Texte à lire:
============

Depuis plusieurs mois, je suis amenée à regarder en face une réalité dérangeante, un phénomène qui me met mal à l’aise.

Je constate que des personnes, qui sont de plus en plus nombreuses, se sentent obligées de poser une étiquette sur chaque pensée, chaque conviction, chaque cause et pire, chaque personne.

Nous ne serions donc que ça, des produits avec une étiquette sur le front… Pas des êtres humains avec une multitude de pensées, de qualités, de défauts, de talents, de compétences, de manques… Non, des produits étiquetés à la va-vite.

On commence avec les migrants : ils sont soit gentils soit mauvais. Pourquoi ? Pourquoi est-il si difficile d’admettre que « les migrants » sont avant tout des personnes uniques comme n’importe quel être humain ? Pourquoi considérer que « les migrants » sont une seule est même entité que l’on doit soit soutenir soit rejeter ? Pourquoi ne pas se dire que l’on peut avoir des affinités avec certains et pas avec d’autres ? Que comme dans toute population, tout groupe d’individus, il y en  a forcément qui peuvent être stupides, menteurs, voleurs ou même violents ?  « Les migrants » devraient donc être soit gentils soit mauvais, c’est faire abstraction de leur humanité, de leur parcours, de leur vie.

============

Énoncé: Reproduisez le passage du texte sur les étiquettes, de « On commence avec » jusqu'à « de leur vie. » inclus. Les entrées ne servent à rien ici.

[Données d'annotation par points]

============

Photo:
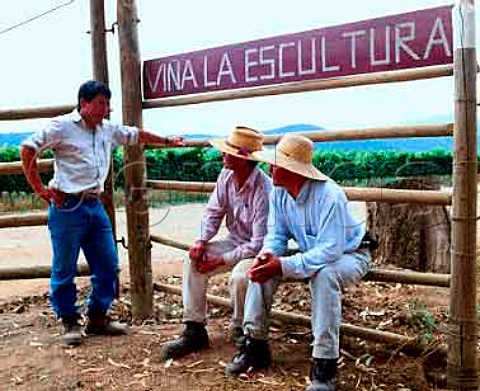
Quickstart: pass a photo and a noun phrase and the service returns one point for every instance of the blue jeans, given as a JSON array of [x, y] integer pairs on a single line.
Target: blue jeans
[[81, 224], [326, 290]]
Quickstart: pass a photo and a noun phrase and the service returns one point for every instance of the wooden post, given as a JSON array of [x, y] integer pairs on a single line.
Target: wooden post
[[100, 72], [462, 324], [139, 248]]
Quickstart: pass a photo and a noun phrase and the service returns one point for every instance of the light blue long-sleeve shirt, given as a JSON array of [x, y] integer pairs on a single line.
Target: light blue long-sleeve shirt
[[318, 220]]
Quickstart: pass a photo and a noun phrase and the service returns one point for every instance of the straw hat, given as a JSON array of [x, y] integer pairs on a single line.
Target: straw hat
[[241, 142], [293, 153]]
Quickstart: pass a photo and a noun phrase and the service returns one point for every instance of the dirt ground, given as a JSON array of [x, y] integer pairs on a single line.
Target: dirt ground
[[31, 358]]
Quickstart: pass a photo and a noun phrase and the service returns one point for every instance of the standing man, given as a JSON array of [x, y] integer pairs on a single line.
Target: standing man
[[81, 143], [241, 196], [310, 208]]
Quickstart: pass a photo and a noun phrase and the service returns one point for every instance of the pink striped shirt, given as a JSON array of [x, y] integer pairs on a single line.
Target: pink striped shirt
[[246, 213]]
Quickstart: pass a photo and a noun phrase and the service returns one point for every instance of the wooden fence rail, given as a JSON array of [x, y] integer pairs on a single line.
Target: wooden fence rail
[[353, 193], [27, 273], [378, 275], [34, 112], [409, 344]]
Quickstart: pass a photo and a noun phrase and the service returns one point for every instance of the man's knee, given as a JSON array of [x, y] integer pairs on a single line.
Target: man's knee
[[239, 274]]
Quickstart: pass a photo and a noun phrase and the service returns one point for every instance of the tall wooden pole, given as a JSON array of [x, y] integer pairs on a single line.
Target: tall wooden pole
[[139, 248], [100, 72], [462, 327]]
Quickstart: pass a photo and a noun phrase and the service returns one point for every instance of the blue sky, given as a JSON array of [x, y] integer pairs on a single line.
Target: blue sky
[[45, 61]]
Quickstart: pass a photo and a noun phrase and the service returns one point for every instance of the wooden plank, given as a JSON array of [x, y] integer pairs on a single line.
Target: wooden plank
[[376, 274], [462, 335], [134, 165], [353, 193], [305, 86], [34, 112]]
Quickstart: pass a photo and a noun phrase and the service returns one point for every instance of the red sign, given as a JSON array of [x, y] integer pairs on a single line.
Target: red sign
[[415, 39]]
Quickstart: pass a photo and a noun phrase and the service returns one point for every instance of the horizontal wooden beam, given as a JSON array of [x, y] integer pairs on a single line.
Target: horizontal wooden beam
[[15, 168], [34, 112], [305, 86], [23, 220], [379, 275], [27, 273], [392, 196], [386, 132]]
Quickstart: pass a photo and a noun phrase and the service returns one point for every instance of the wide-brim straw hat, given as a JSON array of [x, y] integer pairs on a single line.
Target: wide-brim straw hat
[[293, 153], [241, 142]]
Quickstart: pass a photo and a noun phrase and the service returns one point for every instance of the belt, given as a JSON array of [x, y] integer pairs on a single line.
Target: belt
[[86, 195], [82, 195]]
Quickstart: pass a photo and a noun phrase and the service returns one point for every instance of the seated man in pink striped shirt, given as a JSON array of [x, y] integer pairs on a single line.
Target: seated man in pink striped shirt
[[241, 196]]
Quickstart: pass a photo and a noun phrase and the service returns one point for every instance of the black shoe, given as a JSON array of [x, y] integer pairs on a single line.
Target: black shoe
[[253, 355], [193, 339], [323, 375], [237, 335], [72, 335]]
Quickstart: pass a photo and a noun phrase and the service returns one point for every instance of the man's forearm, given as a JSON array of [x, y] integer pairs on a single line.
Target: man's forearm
[[29, 166], [145, 137]]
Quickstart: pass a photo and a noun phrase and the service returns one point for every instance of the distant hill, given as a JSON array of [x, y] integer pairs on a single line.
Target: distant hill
[[419, 144]]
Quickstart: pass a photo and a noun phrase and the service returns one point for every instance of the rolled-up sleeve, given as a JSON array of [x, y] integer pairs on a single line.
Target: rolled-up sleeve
[[47, 138], [215, 210]]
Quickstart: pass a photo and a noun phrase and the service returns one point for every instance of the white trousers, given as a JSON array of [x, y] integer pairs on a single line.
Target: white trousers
[[195, 286]]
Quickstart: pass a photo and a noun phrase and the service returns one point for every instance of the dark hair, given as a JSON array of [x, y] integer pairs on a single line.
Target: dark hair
[[90, 89]]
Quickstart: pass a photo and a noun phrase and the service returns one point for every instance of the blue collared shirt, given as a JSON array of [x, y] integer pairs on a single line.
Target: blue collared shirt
[[320, 223]]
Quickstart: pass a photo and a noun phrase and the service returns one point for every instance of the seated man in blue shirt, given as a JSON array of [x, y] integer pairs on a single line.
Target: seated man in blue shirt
[[310, 208]]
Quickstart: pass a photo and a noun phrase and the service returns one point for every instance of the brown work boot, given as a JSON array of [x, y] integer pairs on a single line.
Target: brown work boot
[[323, 375], [101, 324], [72, 334]]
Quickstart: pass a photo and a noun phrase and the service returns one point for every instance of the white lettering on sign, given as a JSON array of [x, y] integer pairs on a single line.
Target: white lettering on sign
[[423, 38], [249, 64], [300, 57], [226, 70], [265, 59], [325, 67], [353, 45], [373, 59], [401, 41], [441, 40]]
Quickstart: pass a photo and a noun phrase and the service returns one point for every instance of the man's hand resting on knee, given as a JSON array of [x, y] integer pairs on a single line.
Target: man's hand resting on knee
[[197, 250], [209, 263]]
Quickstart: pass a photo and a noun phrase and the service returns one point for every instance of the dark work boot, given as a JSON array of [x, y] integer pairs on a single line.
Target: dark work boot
[[101, 324], [237, 335], [194, 339], [253, 355], [322, 375], [72, 335]]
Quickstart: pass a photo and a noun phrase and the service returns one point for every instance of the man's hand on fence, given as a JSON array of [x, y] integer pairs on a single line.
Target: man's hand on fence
[[196, 251], [175, 140], [266, 266], [209, 263]]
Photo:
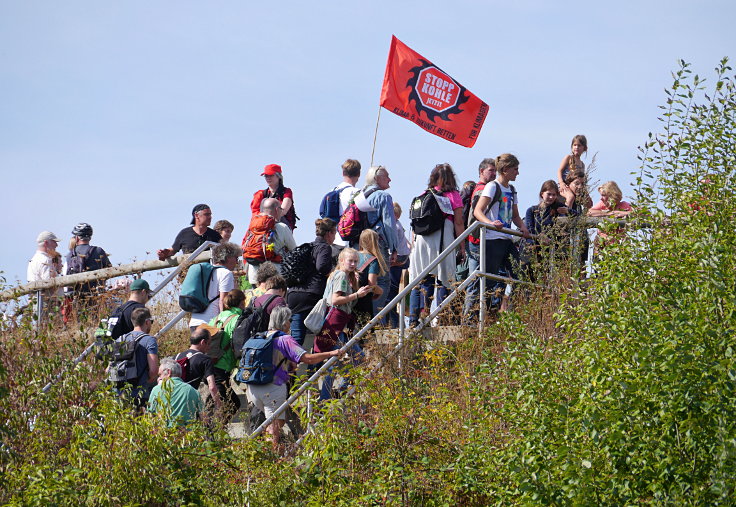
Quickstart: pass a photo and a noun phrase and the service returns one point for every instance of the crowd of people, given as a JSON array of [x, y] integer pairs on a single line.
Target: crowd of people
[[356, 263]]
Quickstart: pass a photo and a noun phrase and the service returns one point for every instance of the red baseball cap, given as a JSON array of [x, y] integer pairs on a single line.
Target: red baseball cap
[[271, 169]]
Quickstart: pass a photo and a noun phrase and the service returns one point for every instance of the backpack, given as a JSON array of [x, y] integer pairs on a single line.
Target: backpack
[[123, 366], [297, 265], [476, 197], [116, 324], [185, 365], [330, 205], [291, 217], [353, 221], [425, 213], [259, 242], [193, 295], [216, 351], [256, 364], [252, 321]]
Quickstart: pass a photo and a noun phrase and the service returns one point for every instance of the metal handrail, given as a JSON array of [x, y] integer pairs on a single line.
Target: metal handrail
[[386, 309]]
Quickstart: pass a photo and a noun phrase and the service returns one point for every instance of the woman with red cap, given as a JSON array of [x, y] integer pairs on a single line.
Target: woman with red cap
[[277, 190]]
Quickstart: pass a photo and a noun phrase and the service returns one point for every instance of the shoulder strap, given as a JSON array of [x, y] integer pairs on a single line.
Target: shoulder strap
[[268, 301], [212, 275], [367, 263]]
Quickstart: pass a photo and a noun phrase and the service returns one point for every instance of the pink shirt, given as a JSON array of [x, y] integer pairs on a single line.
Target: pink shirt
[[603, 206]]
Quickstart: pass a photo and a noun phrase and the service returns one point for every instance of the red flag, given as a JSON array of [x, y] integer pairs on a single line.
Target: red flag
[[416, 89]]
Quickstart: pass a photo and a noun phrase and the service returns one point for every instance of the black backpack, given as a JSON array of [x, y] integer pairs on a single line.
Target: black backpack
[[116, 323], [297, 265], [251, 322], [123, 367], [256, 366], [425, 213]]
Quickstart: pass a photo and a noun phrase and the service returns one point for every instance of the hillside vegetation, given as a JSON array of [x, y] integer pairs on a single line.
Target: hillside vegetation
[[615, 391]]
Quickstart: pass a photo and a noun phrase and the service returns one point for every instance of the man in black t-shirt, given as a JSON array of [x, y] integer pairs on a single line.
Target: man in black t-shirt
[[140, 293], [200, 364], [190, 238]]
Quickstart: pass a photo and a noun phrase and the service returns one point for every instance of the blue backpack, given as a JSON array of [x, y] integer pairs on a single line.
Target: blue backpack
[[330, 205], [193, 295], [256, 363]]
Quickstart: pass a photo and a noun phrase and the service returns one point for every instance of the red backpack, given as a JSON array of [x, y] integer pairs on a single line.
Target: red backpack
[[259, 242], [353, 221]]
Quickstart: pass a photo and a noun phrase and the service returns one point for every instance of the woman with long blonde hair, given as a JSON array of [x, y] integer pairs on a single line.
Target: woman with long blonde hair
[[341, 294], [371, 265]]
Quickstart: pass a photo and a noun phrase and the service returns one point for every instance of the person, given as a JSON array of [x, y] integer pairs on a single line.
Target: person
[[201, 367], [191, 238], [350, 176], [225, 229], [578, 201], [539, 220], [233, 305], [498, 206], [276, 189], [281, 242], [397, 268], [371, 265], [146, 359], [342, 292], [43, 267], [265, 271], [571, 162], [610, 205], [140, 294], [302, 298], [379, 208], [486, 173], [275, 286], [225, 257], [427, 248], [85, 257], [173, 398], [269, 397]]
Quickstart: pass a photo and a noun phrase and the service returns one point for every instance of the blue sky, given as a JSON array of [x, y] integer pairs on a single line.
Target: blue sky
[[126, 114]]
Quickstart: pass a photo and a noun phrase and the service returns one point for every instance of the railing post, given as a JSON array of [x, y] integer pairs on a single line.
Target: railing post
[[402, 327], [482, 268], [39, 309]]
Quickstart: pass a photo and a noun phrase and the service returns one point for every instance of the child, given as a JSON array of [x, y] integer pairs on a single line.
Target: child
[[225, 229], [341, 294], [571, 163], [498, 207], [610, 205]]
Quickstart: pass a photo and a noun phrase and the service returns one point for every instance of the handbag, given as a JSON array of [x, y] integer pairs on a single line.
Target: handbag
[[316, 318]]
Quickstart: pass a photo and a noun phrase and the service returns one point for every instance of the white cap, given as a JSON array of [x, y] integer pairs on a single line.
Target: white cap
[[46, 236]]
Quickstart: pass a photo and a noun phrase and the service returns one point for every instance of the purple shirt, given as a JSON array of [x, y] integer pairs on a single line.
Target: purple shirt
[[285, 347]]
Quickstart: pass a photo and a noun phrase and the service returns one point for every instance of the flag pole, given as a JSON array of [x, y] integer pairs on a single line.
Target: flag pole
[[375, 135]]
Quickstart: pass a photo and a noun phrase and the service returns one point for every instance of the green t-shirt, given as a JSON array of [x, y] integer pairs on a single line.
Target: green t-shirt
[[227, 362], [177, 397], [338, 282]]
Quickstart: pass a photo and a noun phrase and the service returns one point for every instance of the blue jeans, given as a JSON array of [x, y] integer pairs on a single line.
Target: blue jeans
[[298, 329], [357, 355], [392, 318], [421, 297], [384, 282]]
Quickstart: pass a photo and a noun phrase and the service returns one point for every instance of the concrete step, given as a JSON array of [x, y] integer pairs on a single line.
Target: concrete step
[[439, 334]]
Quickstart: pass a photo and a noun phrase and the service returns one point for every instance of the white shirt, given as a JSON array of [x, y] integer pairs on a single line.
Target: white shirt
[[346, 193], [502, 210], [40, 267], [222, 281]]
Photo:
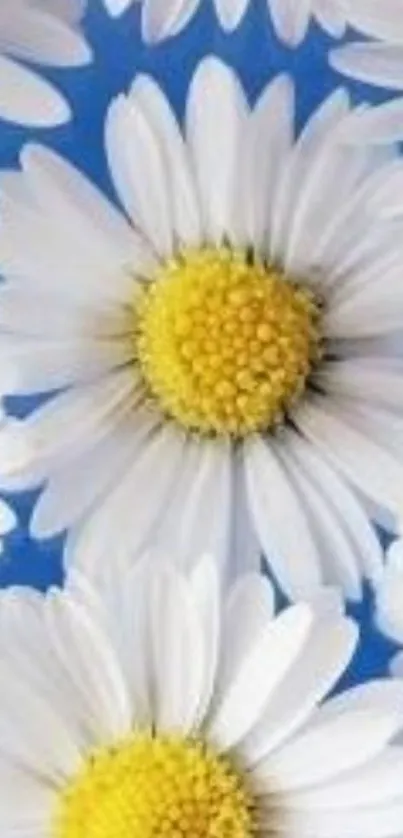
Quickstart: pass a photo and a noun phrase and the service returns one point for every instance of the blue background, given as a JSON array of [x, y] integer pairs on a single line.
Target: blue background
[[255, 52]]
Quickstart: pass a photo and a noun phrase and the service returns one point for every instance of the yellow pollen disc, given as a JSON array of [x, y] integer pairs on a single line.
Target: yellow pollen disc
[[225, 345], [164, 787]]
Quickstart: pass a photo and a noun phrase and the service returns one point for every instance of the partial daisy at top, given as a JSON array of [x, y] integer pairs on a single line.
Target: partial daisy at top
[[377, 60], [166, 18], [38, 32], [158, 705], [222, 355]]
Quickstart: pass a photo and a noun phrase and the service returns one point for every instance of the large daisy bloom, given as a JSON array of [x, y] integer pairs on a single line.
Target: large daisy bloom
[[155, 707], [223, 367], [39, 32], [165, 18], [377, 19], [378, 60]]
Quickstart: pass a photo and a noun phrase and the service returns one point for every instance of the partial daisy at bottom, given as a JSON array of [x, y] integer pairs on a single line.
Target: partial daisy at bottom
[[154, 705], [46, 32], [224, 359]]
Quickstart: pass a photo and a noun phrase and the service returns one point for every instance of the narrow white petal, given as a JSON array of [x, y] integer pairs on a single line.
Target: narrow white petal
[[374, 63], [28, 99], [325, 656], [230, 12], [248, 608], [270, 135], [163, 20], [38, 35], [338, 745], [137, 166], [366, 464], [247, 695], [84, 650], [146, 95], [178, 652], [280, 521], [291, 19], [197, 517], [216, 98], [371, 785]]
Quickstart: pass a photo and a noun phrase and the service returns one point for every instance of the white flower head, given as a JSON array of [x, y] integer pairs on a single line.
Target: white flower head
[[229, 379], [38, 32], [155, 706]]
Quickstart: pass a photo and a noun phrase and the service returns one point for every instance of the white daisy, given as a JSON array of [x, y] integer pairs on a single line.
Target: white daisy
[[39, 32], [380, 19], [161, 709], [165, 18], [389, 601], [226, 359], [377, 61]]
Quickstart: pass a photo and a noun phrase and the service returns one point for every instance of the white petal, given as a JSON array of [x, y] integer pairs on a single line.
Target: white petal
[[26, 98], [313, 142], [280, 521], [136, 504], [371, 785], [146, 95], [197, 516], [248, 608], [59, 188], [326, 654], [374, 63], [244, 701], [270, 135], [378, 822], [383, 22], [8, 518], [85, 652], [204, 582], [216, 98], [338, 745], [389, 595], [339, 561], [381, 124], [230, 12], [38, 35], [117, 7], [338, 494], [164, 20], [376, 473], [291, 19], [137, 166], [177, 648]]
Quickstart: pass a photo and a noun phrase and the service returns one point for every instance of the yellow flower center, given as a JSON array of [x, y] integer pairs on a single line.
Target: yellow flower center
[[226, 344], [163, 787]]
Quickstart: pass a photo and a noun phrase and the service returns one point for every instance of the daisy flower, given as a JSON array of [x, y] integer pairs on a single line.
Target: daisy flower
[[377, 19], [379, 60], [156, 707], [223, 363], [165, 18], [39, 32]]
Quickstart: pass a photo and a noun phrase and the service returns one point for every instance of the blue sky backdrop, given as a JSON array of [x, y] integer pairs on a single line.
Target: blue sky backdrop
[[119, 54]]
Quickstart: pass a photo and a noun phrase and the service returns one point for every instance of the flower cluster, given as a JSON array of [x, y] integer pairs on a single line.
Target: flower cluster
[[216, 364]]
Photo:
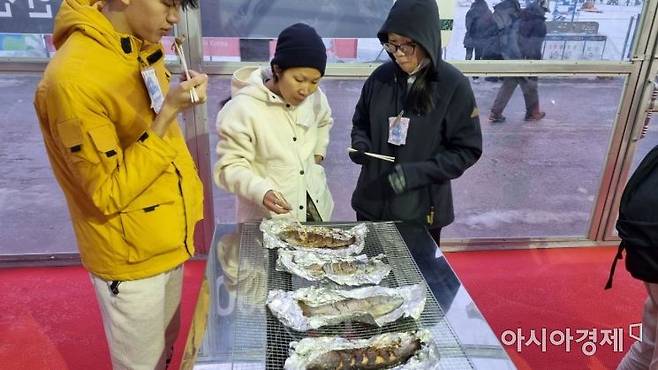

============

Bonne réponse:
On commence avec les migrants : ils sont soit gentils soit mauvais. Pourquoi ? Pourquoi est-il si difficile d’admettre que « les migrants » sont avant tout des personnes uniques comme n’importe quel être humain ? Pourquoi considérer que « les migrants » sont une seule est même entité que l’on doit soit soutenir soit rejeter ? Pourquoi ne pas se dire que l’on peut avoir des affinités avec certains et pas avec d’autres ? Que comme dans toute population, tout groupe d’individus, il y en  a forcément qui peuvent être stupides, menteurs, voleurs ou même violents ?  « Les migrants » devraient donc être soit gentils soit mauvais, c’est faire abstraction de leur humanité, de leur parcours, de leur vie.